### SUPPLIED MATERIAL
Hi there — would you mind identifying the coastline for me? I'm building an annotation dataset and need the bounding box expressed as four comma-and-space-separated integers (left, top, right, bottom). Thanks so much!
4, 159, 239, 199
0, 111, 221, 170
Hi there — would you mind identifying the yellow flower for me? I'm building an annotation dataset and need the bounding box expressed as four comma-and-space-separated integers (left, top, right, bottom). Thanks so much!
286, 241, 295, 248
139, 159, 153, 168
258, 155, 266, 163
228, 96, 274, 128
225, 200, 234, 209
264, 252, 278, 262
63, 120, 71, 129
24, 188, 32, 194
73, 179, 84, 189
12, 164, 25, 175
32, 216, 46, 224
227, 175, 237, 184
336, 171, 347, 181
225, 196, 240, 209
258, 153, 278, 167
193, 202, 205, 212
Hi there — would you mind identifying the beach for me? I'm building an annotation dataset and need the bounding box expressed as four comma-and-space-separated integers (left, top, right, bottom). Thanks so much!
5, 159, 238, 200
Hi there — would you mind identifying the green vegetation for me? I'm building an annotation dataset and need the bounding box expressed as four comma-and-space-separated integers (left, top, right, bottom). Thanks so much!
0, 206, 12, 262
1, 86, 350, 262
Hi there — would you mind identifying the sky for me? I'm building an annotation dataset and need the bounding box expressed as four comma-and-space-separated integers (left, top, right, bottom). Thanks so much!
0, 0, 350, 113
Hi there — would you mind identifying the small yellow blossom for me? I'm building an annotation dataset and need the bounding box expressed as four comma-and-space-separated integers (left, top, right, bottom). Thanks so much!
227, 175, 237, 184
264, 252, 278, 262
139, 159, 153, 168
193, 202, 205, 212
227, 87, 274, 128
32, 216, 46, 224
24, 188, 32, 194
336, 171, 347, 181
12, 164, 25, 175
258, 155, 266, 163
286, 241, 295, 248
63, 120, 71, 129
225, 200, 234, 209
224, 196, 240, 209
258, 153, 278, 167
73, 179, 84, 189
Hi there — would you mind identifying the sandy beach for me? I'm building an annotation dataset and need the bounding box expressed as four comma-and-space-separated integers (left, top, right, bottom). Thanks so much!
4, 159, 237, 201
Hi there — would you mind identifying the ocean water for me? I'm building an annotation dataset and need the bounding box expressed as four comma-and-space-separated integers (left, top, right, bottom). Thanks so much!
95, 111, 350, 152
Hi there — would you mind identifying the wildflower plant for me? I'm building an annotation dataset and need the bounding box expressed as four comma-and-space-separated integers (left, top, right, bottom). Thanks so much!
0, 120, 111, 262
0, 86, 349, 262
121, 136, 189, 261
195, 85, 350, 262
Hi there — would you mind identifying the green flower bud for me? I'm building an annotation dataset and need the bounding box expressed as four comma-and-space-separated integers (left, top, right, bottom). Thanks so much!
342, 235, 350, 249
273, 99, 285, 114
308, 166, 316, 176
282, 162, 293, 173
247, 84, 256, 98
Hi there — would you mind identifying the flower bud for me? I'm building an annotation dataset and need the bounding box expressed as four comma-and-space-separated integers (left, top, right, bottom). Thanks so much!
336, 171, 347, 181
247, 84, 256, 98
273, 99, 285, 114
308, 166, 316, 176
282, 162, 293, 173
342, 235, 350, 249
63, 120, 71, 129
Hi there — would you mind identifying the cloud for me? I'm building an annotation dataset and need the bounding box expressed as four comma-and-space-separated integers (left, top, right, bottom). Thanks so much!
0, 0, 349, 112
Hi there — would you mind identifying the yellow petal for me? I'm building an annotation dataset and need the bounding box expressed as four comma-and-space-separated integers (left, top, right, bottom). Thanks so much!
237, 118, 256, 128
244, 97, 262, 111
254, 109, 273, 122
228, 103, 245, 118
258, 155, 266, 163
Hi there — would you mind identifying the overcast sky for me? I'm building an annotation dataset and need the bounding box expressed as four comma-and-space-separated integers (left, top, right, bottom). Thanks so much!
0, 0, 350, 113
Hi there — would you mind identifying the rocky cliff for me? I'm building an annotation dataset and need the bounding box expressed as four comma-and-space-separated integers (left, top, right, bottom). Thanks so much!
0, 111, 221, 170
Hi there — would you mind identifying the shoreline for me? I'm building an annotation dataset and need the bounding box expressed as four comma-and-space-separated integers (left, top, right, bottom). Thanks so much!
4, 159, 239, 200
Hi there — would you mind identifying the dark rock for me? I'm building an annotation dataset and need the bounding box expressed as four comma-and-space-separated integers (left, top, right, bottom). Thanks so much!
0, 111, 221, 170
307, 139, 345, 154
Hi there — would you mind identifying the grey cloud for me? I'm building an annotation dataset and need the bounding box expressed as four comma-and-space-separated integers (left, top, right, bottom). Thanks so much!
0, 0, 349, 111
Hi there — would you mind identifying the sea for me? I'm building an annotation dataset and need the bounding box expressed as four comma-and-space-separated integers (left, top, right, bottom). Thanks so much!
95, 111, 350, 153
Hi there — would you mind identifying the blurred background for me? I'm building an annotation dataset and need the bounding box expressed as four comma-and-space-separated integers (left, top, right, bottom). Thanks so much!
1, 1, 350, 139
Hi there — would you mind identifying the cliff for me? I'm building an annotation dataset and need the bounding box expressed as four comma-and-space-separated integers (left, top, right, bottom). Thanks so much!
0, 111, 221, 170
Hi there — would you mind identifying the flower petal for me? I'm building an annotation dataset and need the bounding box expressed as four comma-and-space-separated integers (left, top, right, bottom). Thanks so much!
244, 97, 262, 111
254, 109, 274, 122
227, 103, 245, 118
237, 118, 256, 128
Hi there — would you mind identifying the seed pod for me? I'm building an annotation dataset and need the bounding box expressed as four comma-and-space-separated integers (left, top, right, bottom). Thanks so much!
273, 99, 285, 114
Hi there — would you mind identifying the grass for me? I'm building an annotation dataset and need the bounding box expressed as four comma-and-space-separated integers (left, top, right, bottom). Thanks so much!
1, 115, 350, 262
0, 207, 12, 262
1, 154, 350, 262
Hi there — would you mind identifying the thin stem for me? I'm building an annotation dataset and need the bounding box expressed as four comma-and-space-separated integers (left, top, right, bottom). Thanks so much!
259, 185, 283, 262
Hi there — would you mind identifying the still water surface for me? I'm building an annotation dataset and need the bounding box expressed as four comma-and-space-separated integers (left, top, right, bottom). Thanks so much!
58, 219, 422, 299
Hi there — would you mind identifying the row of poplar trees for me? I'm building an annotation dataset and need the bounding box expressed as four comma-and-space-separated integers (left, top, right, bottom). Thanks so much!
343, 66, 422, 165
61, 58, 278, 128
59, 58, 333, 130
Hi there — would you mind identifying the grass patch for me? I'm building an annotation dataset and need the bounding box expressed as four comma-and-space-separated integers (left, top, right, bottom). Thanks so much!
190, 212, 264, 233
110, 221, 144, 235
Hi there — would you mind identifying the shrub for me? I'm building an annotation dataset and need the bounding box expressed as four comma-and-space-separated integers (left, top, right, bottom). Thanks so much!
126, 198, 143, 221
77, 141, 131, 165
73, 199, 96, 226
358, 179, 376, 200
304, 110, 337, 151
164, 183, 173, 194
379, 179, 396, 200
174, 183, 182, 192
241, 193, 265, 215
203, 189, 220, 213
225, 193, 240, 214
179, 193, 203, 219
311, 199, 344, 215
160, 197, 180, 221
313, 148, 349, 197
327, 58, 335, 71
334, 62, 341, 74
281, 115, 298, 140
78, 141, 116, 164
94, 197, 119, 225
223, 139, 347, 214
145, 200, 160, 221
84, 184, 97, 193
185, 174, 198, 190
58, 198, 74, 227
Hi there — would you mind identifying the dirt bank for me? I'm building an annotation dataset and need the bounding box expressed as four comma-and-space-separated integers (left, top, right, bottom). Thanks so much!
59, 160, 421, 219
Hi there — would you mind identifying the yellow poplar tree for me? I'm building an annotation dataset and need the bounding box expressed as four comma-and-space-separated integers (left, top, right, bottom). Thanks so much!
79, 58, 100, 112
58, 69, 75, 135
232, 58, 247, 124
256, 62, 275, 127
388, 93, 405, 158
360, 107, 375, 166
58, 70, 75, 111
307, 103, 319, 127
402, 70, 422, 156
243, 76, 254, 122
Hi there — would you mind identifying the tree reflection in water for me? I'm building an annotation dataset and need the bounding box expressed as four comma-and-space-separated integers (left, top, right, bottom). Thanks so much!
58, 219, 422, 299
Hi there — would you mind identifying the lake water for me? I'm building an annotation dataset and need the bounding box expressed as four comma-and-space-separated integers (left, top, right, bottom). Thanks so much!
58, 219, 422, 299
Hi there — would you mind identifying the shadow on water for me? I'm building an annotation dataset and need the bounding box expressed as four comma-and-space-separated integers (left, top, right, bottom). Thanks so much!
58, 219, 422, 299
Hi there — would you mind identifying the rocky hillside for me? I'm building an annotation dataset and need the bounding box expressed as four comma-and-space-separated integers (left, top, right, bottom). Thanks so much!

### PROBLEM TO SOLVE
A word-for-word copy of the lines from the one with "Hi there — would you mind identifying the lake" through the end of the listing is what should be returned.

### ANSWER TO THIS TASK
Hi there — would you mind identifying the lake water for me? I'm building an annotation dataset and need the bounding box expressed as four comma-and-space-separated integers (left, top, right, bottom). Thanks so much!
58, 219, 422, 299
Hi there — would you mind identifying the shadow on water for me? I'm building an annotation dataset and need the bounding box expressed as four comma-and-space-separated integers (left, top, right, bottom). Thanks so much!
58, 219, 422, 299
Hi there — would you mind identifying the rocky hillside for me? I'm building an annotation dataset and need the bounding box expressed as four comma-and-space-separated integers (left, top, right, bottom). Thanks so much!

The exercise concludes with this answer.